### PROMPT A
Retype the passage of the rivet tool thread that begins with the words containing "Slight correction, that" and ends with "a pop rivet.".
### PROMPT B
List the usernames of everyone who posts in the rivet tool thread, naming each one once.

### EXCERPTED TEXT
# Forum Home Renovation Tools & Products  pop rivit tool  for tight spots

## billy101

does anyone know of a pop rivit tool for tight spots 
thanks  :Biggrin:

----------


## plum

There was such a thing as a blind man's rivet, haven't seen or heard of them for years.

----------


## plum

Slight correction, that would be just a 'blind rivet'. :Doh:  
Actually the term blind rivet does refer to the modern type rivet, but I have a vague memory of another rivet method
which req'd the use of two tools, one underneath and a hammer, but different to a pop rivet.

----------


## plum

Tinmens rivets, it just came to me, good for tight spots

----------


## goldie1

> does anyone know of a pop rivit tool for tight spots 
> thanks

   Some of the air operated ones are small, don't know about hand operated

----------


## Mitch1500

It depends on what you mean by tight spots. 
But you can use your existing pop rivet gun. You can put a sleeve on the rivet shaft.
For example the rivet is made of 2 parts. a shaft that pulls through the rivet and the rivet itself. 
Pull one apart and place 2 rivets on the one shaft, this would extend the shaft further out of the pop rivet gun. This means that pop rivets are narrower than your gun allowing it to get in close. Instead of putting 2 rivets on one shaft use something a little more solid. The gun doesnt need the entire shaft to get a grip. 
If you only have one rivet to do you could use lots of tiny nuts or if you have lots of rivets to do you could make up a steel sleeve. eg hack up one of those cheap a*se metal pressision screw drivers if you can find anything better. Seperate the screwdriver from the handle, drill it out further and cut it off. 
You can use  rivets but the additional "may" squash meaning you have to keep adding more fresh ones

----------


## jatt

For rivets that are recessed (press stud bases) we have a couple of handhelds that were purchased with a small tip to fit in.
One of the boys recently bought one with a swivelling head to fit into places a normal handheld cannot reach.  Would have find out the breed of it and where it was purchased if one is interested.

----------

### DATASET EXTRACT

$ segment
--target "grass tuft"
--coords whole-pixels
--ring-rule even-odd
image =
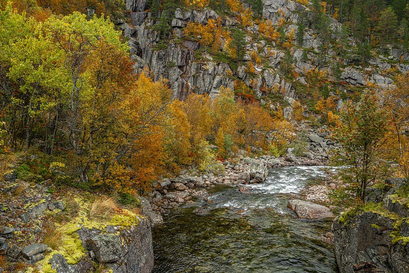
[[[102,195],[90,205],[88,217],[90,219],[109,218],[118,210],[118,204],[114,198]]]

### CORRECT RESPONSE A
Slight correction, that would be just a 'blind rivet'. :Doh:  
Actually the term blind rivet does refer to the modern type rivet, but I have a vague memory of another rivet method
which req'd the use of two tools, one underneath and a hammer, but different to a pop rivet.

### CORRECT RESPONSE B
billy101
plum
goldie1
Mitch1500
jatt